▸ **What you should do**
Gather each line below that contains the string "team" and copy those lines in full.

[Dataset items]
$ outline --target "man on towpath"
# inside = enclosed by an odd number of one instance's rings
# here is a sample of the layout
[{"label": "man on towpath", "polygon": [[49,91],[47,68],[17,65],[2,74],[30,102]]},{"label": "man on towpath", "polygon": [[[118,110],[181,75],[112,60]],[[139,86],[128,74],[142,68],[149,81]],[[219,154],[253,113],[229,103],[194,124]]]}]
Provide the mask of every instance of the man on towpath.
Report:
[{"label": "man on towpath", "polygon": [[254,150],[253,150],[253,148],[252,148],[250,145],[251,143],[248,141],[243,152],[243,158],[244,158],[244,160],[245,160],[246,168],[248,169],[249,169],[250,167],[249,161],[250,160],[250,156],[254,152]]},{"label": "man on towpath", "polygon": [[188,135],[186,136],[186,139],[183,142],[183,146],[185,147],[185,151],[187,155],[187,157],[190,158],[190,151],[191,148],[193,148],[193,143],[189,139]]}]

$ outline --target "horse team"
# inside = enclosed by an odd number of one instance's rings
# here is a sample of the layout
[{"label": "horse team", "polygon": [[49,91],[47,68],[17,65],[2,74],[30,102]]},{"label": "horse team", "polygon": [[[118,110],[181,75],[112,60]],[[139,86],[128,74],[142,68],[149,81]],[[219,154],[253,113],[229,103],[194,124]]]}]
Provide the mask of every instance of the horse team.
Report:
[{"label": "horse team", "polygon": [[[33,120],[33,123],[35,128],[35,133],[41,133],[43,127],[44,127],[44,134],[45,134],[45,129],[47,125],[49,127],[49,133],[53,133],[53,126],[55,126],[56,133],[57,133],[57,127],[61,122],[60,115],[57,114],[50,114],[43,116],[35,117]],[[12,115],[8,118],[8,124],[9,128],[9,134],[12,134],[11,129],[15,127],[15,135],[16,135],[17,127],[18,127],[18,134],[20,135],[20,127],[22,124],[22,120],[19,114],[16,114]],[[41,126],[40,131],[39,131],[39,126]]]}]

---

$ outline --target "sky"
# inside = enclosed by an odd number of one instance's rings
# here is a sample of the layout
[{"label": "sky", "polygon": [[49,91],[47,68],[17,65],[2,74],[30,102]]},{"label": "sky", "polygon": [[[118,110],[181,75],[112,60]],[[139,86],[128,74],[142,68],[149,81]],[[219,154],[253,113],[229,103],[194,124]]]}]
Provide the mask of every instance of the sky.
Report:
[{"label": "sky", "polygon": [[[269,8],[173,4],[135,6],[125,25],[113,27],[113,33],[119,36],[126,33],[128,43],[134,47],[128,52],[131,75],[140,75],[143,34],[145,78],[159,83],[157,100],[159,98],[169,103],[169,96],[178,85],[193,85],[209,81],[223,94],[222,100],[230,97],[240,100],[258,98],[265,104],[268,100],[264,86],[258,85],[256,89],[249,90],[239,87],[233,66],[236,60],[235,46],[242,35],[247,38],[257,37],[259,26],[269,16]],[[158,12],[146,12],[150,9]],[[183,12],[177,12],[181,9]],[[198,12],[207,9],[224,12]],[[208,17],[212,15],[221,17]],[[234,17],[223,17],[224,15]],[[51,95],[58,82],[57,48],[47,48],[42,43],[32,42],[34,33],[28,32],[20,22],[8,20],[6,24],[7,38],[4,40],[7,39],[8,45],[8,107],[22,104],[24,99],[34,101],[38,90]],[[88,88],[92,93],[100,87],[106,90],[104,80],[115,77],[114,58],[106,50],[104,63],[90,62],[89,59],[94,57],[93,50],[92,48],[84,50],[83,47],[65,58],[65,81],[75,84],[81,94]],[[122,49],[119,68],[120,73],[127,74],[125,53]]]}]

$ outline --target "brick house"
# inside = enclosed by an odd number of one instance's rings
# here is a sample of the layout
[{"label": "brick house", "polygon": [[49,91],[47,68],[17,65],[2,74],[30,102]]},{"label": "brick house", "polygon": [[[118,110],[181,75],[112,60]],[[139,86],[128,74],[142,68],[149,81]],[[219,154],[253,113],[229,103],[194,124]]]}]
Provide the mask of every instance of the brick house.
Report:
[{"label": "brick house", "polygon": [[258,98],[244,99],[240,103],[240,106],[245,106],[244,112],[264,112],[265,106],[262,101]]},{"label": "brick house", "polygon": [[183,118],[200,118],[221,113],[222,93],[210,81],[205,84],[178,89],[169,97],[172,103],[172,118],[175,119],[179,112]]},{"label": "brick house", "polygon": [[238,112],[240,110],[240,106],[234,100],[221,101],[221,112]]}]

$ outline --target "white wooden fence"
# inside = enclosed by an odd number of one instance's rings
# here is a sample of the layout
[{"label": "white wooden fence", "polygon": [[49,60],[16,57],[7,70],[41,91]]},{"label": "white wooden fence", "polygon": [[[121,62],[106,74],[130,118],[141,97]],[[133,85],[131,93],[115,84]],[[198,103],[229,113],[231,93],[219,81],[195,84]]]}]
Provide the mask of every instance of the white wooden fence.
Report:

▸ **Task response**
$ outline --target "horse team"
[{"label": "horse team", "polygon": [[49,91],[47,68],[17,65],[2,74],[30,102]]},{"label": "horse team", "polygon": [[[118,110],[181,75],[112,60]],[[139,86],[128,74],[142,68],[149,81]],[[219,154],[253,113],[229,103],[194,124]]]}]
Provide the mask of every instance of the horse team.
[{"label": "horse team", "polygon": [[[33,120],[33,123],[35,128],[35,133],[41,133],[43,127],[44,127],[44,134],[45,134],[45,129],[47,125],[49,127],[49,133],[53,133],[53,126],[55,126],[56,133],[57,133],[57,127],[61,122],[60,115],[57,114],[50,114],[43,116],[35,117]],[[12,115],[8,118],[8,124],[9,128],[9,134],[12,134],[11,129],[15,127],[15,135],[16,135],[17,127],[18,127],[18,134],[20,135],[20,127],[22,124],[22,120],[19,114],[16,114]],[[41,126],[40,131],[39,131],[39,126]]]}]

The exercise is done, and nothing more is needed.